- **Problem**: Transcribe the items below verbatim, from the line containing "Could you please locate the dark" through the last line of the items, including both.

- **Supplied records**:
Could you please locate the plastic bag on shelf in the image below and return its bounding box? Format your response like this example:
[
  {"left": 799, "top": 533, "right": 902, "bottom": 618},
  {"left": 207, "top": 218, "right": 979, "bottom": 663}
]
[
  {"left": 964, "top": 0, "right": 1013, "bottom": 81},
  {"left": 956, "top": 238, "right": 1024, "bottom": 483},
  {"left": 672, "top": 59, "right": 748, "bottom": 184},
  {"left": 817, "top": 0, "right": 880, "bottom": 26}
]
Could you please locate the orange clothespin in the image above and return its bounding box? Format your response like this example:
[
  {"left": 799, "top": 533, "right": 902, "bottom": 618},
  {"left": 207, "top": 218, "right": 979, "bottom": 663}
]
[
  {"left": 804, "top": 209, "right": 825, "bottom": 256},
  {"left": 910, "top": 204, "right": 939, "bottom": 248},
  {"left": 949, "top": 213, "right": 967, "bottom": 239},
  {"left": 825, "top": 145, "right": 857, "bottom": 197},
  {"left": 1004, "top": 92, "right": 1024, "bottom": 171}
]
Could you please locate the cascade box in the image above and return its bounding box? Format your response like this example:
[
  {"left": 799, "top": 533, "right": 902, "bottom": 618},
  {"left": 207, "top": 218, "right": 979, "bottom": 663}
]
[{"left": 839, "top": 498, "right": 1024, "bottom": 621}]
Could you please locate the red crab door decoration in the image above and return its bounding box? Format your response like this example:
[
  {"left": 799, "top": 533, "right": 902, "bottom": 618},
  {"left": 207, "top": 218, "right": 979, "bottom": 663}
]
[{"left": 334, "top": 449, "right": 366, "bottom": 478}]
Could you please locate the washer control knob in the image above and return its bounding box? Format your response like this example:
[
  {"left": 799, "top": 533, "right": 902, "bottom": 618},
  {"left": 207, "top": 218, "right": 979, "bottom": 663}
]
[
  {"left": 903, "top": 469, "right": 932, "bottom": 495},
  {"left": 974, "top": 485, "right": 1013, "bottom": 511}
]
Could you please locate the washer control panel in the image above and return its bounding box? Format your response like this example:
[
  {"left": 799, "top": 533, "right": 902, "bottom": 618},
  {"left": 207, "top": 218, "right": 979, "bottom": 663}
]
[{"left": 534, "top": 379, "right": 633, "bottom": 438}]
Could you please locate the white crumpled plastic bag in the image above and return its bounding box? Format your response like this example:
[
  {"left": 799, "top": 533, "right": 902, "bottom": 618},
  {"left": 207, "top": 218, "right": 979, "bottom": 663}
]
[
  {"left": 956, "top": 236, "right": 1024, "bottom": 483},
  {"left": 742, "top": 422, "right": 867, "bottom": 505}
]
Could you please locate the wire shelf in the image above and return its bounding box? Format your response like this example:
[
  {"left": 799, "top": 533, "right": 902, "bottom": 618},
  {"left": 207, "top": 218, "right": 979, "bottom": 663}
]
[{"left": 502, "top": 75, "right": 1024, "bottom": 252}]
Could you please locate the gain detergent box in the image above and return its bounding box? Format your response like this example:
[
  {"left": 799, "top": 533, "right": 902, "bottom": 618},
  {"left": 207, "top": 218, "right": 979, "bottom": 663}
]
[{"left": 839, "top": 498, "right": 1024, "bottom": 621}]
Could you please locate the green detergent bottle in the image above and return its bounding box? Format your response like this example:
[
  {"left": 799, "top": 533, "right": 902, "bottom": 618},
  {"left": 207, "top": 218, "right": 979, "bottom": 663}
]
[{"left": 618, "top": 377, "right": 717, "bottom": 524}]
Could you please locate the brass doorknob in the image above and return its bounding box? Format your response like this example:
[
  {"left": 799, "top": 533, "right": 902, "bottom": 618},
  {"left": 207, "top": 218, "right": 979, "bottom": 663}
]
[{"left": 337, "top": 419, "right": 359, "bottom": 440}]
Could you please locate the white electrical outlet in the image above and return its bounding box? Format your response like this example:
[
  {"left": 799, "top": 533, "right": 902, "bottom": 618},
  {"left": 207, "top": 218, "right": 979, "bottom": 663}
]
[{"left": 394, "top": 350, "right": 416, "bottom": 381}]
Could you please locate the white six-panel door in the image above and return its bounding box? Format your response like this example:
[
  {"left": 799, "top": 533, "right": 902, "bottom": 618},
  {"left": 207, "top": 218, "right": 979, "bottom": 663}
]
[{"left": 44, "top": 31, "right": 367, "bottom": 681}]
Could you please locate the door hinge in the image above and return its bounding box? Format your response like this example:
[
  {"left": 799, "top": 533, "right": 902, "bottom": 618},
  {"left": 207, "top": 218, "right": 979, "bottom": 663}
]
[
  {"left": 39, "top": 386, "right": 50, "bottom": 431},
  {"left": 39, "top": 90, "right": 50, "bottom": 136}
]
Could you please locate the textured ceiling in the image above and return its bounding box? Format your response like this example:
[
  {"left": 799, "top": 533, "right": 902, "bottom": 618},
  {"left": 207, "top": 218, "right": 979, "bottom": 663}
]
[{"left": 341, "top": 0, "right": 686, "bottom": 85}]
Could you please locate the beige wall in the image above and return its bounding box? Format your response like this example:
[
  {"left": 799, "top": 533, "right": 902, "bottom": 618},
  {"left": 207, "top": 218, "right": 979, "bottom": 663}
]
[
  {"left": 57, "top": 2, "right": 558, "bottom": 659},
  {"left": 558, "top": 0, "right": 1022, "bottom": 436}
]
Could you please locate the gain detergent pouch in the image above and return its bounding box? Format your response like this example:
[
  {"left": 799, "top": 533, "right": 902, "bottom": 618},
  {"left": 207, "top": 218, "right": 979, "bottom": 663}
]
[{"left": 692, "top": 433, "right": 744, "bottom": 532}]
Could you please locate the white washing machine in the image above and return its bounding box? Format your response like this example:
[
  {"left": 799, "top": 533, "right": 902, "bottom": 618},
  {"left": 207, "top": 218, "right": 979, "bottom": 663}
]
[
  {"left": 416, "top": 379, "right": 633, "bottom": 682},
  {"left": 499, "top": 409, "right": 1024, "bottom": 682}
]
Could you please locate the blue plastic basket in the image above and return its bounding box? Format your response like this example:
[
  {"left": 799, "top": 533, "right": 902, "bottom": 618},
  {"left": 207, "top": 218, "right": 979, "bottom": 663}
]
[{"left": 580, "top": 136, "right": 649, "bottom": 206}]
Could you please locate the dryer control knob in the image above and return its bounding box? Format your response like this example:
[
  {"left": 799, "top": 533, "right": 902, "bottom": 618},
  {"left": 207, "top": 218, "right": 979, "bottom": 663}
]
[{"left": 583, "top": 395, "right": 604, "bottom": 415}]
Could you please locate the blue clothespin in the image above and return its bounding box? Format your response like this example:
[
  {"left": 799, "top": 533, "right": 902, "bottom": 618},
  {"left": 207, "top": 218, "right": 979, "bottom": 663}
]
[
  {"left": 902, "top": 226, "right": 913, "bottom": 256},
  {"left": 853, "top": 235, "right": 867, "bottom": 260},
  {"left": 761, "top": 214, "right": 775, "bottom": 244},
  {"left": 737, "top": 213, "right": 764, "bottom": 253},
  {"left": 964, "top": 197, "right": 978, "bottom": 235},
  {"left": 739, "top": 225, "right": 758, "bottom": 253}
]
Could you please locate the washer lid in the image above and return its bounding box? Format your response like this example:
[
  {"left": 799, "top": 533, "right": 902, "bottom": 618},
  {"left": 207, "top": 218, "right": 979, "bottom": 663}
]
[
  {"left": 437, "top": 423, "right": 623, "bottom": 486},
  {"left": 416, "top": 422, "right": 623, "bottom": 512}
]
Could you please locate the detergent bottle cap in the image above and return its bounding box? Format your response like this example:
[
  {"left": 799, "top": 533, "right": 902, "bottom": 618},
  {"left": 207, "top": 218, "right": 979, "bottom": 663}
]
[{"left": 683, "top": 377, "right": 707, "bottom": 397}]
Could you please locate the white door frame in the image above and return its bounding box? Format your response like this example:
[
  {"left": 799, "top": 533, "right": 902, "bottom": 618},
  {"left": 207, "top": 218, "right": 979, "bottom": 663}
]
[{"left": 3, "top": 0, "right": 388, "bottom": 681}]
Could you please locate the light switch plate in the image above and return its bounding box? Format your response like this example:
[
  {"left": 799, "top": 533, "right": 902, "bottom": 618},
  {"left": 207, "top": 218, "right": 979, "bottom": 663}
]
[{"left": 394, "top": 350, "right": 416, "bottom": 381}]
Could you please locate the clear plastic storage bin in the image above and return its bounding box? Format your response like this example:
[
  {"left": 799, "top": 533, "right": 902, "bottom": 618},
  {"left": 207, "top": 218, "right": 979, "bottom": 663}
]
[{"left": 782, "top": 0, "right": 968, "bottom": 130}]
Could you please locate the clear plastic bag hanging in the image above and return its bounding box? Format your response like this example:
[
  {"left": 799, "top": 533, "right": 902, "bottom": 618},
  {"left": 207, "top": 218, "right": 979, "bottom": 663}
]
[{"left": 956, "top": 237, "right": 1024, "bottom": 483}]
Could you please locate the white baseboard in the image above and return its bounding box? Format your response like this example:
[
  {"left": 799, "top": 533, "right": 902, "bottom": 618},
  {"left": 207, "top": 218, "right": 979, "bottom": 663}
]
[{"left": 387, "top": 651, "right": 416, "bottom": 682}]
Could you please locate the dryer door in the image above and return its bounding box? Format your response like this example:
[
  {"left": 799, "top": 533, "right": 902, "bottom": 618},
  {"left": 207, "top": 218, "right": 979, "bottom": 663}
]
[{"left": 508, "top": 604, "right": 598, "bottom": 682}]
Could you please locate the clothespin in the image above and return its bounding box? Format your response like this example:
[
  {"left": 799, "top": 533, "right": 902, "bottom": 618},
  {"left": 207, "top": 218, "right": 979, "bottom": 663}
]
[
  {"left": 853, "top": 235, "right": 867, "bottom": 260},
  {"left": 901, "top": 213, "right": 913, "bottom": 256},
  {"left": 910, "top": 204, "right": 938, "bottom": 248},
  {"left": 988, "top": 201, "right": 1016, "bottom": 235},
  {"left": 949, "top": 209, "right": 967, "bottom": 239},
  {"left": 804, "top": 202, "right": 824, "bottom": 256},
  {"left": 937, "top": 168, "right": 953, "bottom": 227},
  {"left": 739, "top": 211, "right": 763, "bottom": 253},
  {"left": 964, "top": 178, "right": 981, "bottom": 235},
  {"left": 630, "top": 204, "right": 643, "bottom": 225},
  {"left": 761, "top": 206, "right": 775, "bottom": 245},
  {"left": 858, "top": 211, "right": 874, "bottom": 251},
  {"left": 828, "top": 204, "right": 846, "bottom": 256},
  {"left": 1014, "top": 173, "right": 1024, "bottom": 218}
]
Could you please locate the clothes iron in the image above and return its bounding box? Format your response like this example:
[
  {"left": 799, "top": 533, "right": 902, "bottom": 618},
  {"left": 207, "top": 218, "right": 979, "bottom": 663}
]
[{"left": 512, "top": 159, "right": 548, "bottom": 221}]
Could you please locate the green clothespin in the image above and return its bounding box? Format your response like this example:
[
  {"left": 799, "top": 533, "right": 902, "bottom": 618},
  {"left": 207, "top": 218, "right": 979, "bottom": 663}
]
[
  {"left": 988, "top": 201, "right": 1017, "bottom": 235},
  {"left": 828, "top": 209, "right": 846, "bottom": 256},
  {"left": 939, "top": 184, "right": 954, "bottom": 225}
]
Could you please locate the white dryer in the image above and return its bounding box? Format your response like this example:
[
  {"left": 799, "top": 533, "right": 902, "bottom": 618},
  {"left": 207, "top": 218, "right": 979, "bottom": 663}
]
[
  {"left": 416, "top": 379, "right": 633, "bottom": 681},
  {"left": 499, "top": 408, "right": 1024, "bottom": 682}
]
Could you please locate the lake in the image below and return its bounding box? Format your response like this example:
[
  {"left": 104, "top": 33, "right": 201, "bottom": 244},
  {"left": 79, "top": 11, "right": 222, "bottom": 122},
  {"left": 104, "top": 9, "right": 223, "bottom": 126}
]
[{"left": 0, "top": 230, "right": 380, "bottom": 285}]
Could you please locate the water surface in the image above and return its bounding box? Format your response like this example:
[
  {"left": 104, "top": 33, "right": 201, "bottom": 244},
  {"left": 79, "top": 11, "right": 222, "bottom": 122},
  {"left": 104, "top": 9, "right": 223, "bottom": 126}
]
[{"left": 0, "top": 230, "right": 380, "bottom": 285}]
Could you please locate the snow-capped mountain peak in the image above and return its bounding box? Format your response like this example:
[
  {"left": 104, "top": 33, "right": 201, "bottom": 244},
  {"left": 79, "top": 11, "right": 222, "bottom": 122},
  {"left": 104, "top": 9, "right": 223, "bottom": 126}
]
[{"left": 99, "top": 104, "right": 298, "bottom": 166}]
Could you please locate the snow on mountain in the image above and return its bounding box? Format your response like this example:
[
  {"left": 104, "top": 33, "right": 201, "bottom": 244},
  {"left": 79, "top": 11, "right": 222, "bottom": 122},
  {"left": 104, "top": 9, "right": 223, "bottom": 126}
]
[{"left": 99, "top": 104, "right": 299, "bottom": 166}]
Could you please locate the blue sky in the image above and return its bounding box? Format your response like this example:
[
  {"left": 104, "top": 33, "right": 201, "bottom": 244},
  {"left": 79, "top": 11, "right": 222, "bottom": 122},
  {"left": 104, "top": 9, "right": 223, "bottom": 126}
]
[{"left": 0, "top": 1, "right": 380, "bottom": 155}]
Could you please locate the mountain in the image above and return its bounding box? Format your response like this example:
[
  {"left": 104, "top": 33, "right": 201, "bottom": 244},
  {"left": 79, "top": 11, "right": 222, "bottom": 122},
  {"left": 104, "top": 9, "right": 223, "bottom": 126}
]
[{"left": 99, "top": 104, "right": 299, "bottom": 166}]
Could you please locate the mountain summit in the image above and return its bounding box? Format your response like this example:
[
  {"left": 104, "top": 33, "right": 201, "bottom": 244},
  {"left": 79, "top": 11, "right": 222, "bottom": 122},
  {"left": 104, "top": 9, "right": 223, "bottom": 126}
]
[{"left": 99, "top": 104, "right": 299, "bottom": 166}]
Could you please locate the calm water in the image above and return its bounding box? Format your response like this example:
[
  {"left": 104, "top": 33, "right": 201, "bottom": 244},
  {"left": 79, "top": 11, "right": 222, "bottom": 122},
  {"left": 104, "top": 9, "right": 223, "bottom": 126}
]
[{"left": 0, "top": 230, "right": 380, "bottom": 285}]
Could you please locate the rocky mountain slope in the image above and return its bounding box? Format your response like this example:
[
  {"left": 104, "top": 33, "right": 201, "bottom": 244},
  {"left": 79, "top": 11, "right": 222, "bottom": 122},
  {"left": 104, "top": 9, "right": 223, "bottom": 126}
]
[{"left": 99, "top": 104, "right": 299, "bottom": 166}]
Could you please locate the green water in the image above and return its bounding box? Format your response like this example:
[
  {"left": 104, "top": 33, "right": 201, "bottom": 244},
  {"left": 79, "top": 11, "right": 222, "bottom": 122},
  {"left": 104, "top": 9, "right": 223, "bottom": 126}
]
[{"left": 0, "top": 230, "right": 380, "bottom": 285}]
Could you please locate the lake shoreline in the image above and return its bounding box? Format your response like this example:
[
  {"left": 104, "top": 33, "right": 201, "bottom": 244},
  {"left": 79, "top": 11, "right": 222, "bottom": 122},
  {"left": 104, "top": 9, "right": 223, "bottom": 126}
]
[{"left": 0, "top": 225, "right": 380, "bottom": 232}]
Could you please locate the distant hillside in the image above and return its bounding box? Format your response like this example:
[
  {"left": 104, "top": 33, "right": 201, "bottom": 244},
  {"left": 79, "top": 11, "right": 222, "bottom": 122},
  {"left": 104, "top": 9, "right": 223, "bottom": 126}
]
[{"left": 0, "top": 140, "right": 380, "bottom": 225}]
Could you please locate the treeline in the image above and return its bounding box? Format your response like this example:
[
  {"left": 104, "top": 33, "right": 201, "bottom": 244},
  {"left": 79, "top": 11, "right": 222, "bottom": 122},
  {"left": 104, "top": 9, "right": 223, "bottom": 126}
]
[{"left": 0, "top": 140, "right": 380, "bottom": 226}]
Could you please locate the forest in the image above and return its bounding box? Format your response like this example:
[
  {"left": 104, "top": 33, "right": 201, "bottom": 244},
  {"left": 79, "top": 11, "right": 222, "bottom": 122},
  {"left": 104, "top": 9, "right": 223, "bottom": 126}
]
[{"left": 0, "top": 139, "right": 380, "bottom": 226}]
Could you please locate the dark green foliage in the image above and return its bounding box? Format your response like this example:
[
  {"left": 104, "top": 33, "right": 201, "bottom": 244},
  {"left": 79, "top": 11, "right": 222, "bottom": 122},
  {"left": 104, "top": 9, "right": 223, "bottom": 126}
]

- **Result of this task**:
Could you please locate the dark green foliage in the image above and return its bounding box? Format your response like this example:
[
  {"left": 104, "top": 33, "right": 201, "bottom": 244},
  {"left": 79, "top": 11, "right": 222, "bottom": 122},
  {"left": 104, "top": 9, "right": 223, "bottom": 126}
]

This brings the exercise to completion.